Teks Berita »
Kamis 08 Mar 2018 11:16 WIB

Pimpinan Britain First Ditahan Karena Kejahatan Kebencian

Mereka dinilai hakim menunjukan permusuhan terhadap Muslim.

Rep: Umi Nur Fadhilah/ Red: Agung Sasongko
Poster Islamofobia ilustrasi
Foto: Onislam
Poster Islamofobia ilustrasi

REPUBLIKA.CO.ID, JAKARTA — Pemimpin kelompok sayap kanan Britain First dipenjara karena serangkaian kejahatan kebencian terhadap umat Islam. Dilansir di The Guardian pada Rabu (7/3), pemimpin kelompok tersebut Paul Golding, dijatuhi hukuman 18 minggu penjara.

Sementara wakilnya, Jayda Fransen dijatuhi hukuman 36 minggu penjara. Keduanya terbukti bersalah melakukan pelecehan, diperparah menyertakan agama, di Pengadilan Folkestone pada hari yang sama.

Para terdakwa ini tidak menggunakan hak mereka untuk kebebasan berbicara, tetapi justru sebaliknya, justru memperparah pelecehan yang dilakukan oleh orang-orang yang tidak bersalah, kata jaksa di pengadilan.

Mereka berdua ditangkap pada Mei tahun lalu sebagai bagian dari investigasi distribusi selebaran dan video daring yang dikirim saat persidangan di Pengadilan Canterbury di bulan yang sama. Tiga pria Muslim dan remaja dihukum karena perkosaan dan dipenjara sebagai hasil proses persidangan tersebut.

Hakim Justin Barron mengatakan kata-kata dan tindakan Golding dan Fransen menunjukkan permusuhan terhadap Muslim dan kepercayaan Muslim.

“Saya tidak ragu, ini adalah niat bersama mereka untuk menggunakan fakta-fakta kasus (Canterbury) untuk tujuan politik mereka sendiri. Itu adalah kampanye untuk menarik perhatian ras, agama, dan latar belakang imigran terdakwa, tutur Barron.

Keduanya dihukum karena insiden di Ramsgate, di Kent, di mana Fransen menggedor jendela dan pintu sebuah toko sembari menjerit "pedofil" dan "orang asing". Terdapat dua anak sedang bermain, dan Jamshed Khesrow, seorang teman pemilik toko tersebut.

Daftar Tugas »
1: Ringkaslah berita tentang hukuman penjara bagi pimpinan Britain First dalam dua kalimat.
2: Ambil baris-baris entri di bawah tanpa perubahan apa pun. Mulailah dari baris yang memuat "# Target: barred window", lalu berhenti setelah baris terakhir entri, dengan kedua baris itu ikut disertakan.

Data Mentah »
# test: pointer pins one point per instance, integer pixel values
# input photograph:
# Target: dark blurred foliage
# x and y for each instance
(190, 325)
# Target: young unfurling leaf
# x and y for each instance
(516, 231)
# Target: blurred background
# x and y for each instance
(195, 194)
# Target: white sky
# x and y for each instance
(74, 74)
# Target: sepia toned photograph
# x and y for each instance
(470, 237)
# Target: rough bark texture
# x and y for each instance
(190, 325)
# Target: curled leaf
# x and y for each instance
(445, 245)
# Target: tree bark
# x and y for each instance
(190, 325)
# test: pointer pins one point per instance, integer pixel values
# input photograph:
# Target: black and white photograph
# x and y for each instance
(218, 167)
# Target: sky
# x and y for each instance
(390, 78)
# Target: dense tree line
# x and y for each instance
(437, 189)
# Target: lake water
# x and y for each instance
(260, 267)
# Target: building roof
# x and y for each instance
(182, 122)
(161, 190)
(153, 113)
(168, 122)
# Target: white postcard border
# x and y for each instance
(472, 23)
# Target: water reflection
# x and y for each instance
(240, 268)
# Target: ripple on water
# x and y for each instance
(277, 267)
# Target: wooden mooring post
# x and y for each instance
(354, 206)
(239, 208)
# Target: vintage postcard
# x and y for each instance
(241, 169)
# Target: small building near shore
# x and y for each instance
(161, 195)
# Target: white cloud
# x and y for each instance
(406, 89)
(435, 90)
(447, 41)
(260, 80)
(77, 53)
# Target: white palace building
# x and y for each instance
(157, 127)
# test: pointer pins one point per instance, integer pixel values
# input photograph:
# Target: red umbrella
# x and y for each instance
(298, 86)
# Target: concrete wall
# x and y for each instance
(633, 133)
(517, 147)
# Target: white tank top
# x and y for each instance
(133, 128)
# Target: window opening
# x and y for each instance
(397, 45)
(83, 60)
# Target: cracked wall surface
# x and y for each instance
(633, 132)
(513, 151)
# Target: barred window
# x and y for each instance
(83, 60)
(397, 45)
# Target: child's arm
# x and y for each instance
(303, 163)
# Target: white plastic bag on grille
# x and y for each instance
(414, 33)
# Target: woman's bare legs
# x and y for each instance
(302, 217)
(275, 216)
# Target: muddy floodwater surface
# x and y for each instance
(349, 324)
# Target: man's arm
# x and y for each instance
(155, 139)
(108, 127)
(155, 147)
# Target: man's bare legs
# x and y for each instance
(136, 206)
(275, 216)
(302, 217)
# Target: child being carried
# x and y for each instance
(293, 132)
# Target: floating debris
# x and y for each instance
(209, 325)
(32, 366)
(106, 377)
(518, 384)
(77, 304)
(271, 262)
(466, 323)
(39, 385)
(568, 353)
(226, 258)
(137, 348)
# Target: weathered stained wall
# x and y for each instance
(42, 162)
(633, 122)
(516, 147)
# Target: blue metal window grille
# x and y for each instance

Hasil Jawaban »
1: Pemimpin Britain First, Paul Golding, dijatuhi hukuman 18 minggu penjara, sedangkan wakilnya, Jayda Fransen, dijatuhi hukuman 36 minggu penjara. Keduanya terbukti bersalah melakukan pelecehan yang diperparah dengan unsur agama di Pengadilan Folkestone, dan Hakim Justin Barron menilai kata-kata serta tindakan mereka menunjukkan permusuhan terhadap Muslim.

2:
# Target: barred window
# x and y for each instance
(83, 60)
(397, 45)
# Target: child's arm
# x and y for each instance
(303, 163)
# Target: white plastic bag on grille
# x and y for each instance
(414, 33)
# Target: woman's bare legs
# x and y for each instance
(302, 217)
(275, 216)
# Target: muddy floodwater surface
# x and y for each instance
(349, 324)
# Target: man's arm
# x and y for each instance
(155, 139)
(108, 127)
(155, 147)
# Target: man's bare legs
# x and y for each instance
(136, 206)
(275, 216)
(302, 217)
# Target: child being carried
# x and y for each instance
(293, 132)
# Target: floating debris
# x and y for each instance
(209, 325)
(32, 366)
(106, 377)
(518, 384)
(77, 304)
(271, 262)
(466, 323)
(39, 385)
(568, 353)
(226, 258)
(137, 348)
# Target: weathered stained wall
# x and y for each instance
(42, 162)
(633, 122)
(516, 147)
# Target: blue metal window grille
# x and y for each instance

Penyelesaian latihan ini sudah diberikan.